» WHAT IS NEEDED
Convert the listing below into a two-column CSV with the headers instruction and output, one row per entry: put each entry's text and its answer in their own quoted fields, replacing line breaks with spaces.

» DATA FOR THE TASK
┏━━
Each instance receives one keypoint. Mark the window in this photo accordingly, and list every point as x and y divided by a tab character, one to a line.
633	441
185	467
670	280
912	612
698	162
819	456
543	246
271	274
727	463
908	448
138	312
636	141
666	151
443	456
┗━━
» WRITTEN SOLUTION
instruction,output
"Each instance receives one keypoint. Mark the window in this photo accordingly, and list every point as x and y divided by a tab character, one to a line.","633	441 185	467 670	280 912	612 698	162 819	456 543	246 271	274 727	463 908	448 138	312 636	141 666	151 443	456"